- _STATED TASK_:
Retype, with no changes, the entries from the line containing "target | wicker tunnel opening" through the line containing "column 106, row 284". Include both of those lines.

--- Start of TASK DATA ---

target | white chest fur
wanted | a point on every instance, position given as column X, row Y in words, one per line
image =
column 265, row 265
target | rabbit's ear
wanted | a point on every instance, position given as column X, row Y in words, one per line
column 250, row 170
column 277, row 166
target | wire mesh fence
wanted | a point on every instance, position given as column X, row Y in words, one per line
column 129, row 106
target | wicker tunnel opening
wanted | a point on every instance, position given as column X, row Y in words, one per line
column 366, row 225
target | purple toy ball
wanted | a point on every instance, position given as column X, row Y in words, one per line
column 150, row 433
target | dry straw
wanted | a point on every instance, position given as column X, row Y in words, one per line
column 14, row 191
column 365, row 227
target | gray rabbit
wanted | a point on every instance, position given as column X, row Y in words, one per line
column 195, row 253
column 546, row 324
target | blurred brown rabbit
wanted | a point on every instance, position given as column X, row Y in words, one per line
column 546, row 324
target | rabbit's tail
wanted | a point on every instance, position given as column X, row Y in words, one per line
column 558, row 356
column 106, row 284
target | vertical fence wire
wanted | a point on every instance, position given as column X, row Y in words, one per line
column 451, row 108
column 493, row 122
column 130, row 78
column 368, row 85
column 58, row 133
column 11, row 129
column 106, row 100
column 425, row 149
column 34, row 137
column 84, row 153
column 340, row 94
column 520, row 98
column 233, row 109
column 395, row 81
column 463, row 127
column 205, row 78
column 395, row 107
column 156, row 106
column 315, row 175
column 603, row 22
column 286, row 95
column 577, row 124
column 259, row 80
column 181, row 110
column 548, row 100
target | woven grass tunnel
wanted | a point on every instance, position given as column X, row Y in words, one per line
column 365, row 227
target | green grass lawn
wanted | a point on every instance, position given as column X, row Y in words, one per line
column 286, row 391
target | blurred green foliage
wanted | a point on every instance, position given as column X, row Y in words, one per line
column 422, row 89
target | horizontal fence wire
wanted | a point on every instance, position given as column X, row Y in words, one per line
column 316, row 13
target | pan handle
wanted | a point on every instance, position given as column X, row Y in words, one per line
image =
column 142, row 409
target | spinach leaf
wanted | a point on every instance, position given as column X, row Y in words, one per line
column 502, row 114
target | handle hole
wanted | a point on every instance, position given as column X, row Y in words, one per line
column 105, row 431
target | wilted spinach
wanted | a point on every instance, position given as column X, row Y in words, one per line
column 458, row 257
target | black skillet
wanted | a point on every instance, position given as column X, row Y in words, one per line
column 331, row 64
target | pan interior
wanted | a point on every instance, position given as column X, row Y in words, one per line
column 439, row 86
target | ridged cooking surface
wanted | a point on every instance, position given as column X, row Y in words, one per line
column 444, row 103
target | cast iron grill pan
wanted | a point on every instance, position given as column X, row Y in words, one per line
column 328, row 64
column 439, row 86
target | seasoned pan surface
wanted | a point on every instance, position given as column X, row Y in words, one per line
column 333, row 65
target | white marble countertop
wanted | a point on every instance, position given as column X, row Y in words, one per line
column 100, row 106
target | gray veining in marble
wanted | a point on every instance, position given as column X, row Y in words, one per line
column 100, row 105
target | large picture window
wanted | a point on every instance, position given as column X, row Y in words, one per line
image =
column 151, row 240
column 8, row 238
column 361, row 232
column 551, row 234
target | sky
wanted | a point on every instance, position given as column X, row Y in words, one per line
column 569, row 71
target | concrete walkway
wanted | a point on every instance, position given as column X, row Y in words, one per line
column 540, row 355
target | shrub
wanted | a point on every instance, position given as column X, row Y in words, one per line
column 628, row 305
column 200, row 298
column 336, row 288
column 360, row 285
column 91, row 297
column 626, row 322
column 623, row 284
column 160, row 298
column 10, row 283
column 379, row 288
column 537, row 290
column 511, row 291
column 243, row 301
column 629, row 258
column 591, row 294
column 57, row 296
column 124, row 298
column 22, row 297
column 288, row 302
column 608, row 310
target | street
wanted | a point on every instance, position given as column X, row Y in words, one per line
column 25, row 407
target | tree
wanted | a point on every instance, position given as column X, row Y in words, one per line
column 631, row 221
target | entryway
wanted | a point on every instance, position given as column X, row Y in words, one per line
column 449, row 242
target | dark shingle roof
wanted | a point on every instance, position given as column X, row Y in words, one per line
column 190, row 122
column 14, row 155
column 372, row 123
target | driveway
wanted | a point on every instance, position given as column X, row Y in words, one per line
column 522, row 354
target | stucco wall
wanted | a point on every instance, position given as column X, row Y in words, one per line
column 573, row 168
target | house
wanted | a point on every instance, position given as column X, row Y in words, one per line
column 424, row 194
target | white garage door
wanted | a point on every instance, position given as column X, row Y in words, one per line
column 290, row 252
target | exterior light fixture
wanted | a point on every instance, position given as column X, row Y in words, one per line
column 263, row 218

--- End of TASK DATA ---

- _COMPLETE OUTPUT_:
target | wicker tunnel opening
wanted | a point on every instance, position given as column X, row Y in words, one per line
column 366, row 225
target | purple toy ball
wanted | a point on every instance, position given as column X, row Y in words, one per line
column 150, row 433
target | dry straw
wanted | a point on every instance, position given as column X, row Y in words, one per line
column 14, row 191
column 365, row 227
target | gray rabbit
wanted | a point on every instance, position given as column X, row Y in words, one per line
column 195, row 253
column 546, row 324
target | blurred brown rabbit
wanted | a point on every instance, position given as column X, row Y in words, one per line
column 546, row 324
target | rabbit's tail
wanted | a point on every instance, position given as column X, row Y in words, one per line
column 558, row 356
column 106, row 284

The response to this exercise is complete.